So this header would require an option of relaxing the ascii-only check also for responses.

tpeczek on 14 Nov 2017

rfc7230

3.2.6.  Field Value Components

   Most HTTP header field values are defined using common syntax
   components (token, quoted-string, and comment) separated by
   whitespace or specific delimiting characters.  Delimiters are chosen
   from the set of US-ASCII visual characters not allowed in a token
   (DQUOTE and "(),/:;<=>?@[\]{}").

     token          = 1*tchar

     tchar          = "!" / "#" / "$" / "%" / "&" / "'" / "*"
                    / "+" / "-" / "." / "^" / "_" / "`" / "|" / "~"
                    / DIGIT / ALPHA
                    ; any VCHAR, except delimiters

   A string of text is parsed as a single value if it is quoted using
   double-quote marks.

     quoted-string  = DQUOTE *( qdtext / quoted-pair ) DQUOTE
     qdtext         = HTAB / SP /%x21 / %x23-5B / %x5D-7E / obs-text
*    obs-text       = %x80-FF

   Comments can be included in some HTTP header fields by surrounding
   the comment text with parentheses.  Comments are only allowed in
   fields containing "comment" as part of their field value definition.

     comment        = "(" *( ctext / quoted-pair / comment ) ")"
     ctext          = HTAB / SP / %x21-27 / %x2A-5B / %x5D-7E / obs-text

   The backslash octet ("\") can be used as a single-octet quoting
   mechanism within quoted-string and comment constructs.  Recipients
   that process the value of a quoted-string MUST handle a quoted-pair
   as if it were replaced by the octet following the backslash.

     quoted-pair    = "\" ( HTAB / SP / VCHAR / obs-text )

   A sender SHOULD NOT generate a quoted-pair in a quoted-string except
   where necessary to quote DQUOTE and backslash octets occurring within
   that string.  A sender SHOULD NOT generate a quoted-pair in a comment
   except where necessary to quote parentheses ["(" and ")"] and
   backslash octets occurring within that comment.

RECORD SET:
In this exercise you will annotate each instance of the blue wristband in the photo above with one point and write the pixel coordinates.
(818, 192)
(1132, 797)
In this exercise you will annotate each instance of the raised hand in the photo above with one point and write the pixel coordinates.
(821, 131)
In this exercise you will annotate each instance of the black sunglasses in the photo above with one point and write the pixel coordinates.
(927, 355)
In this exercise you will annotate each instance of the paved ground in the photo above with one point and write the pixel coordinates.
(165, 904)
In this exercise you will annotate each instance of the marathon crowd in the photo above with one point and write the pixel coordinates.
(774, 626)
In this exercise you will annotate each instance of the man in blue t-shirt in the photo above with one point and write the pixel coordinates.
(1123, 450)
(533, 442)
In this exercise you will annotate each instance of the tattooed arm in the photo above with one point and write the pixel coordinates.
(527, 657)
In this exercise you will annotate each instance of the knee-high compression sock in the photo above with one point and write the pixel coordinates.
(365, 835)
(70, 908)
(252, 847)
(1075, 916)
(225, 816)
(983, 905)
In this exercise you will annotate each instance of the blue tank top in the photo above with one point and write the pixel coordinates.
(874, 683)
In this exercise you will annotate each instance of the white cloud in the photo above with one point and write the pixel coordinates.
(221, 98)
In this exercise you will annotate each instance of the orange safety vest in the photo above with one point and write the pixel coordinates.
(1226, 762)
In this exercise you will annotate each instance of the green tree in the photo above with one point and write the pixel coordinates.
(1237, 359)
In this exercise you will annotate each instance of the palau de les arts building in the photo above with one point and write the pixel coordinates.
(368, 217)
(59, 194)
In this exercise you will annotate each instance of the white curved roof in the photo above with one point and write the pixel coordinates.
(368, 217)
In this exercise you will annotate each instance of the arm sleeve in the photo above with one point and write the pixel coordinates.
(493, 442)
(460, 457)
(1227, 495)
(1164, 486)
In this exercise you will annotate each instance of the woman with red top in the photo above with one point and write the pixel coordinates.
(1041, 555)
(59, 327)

WORK TO COMPLETE:
• 1. In the RFC 7230 extract on header field values, which fields may contain comments?
• 2. Return the records word for word, from their first line up to and including the line with "(1226, 762)".
The records have nothing to do with the text about HTTP header field values.

EXPECTED ANSWERS:
• 1. Only fields that contain "comment" as part of their field value definition.

• 2.
In this exercise you will annotate each instance of the blue wristband in the photo above with one point and write the pixel coordinates.
(818, 192)
(1132, 797)
In this exercise you will annotate each instance of the raised hand in the photo above with one point and write the pixel coordinates.
(821, 131)
In this exercise you will annotate each instance of the black sunglasses in the photo above with one point and write the pixel coordinates.
(927, 355)
In this exercise you will annotate each instance of the paved ground in the photo above with one point and write the pixel coordinates.
(165, 904)
In this exercise you will annotate each instance of the marathon crowd in the photo above with one point and write the pixel coordinates.
(774, 626)
In this exercise you will annotate each instance of the man in blue t-shirt in the photo above with one point and write the pixel coordinates.
(1123, 450)
(533, 442)
In this exercise you will annotate each instance of the tattooed arm in the photo above with one point and write the pixel coordinates.
(527, 657)
In this exercise you will annotate each instance of the knee-high compression sock in the photo above with one point and write the pixel coordinates.
(365, 835)
(70, 908)
(252, 847)
(1075, 916)
(225, 816)
(983, 905)
In this exercise you will annotate each instance of the blue tank top in the photo above with one point and write the pixel coordinates.
(874, 683)
In this exercise you will annotate each instance of the white cloud in the photo above with one point and write the pixel coordinates.
(221, 98)
In this exercise you will annotate each instance of the orange safety vest in the photo above with one point and write the pixel coordinates.
(1226, 762)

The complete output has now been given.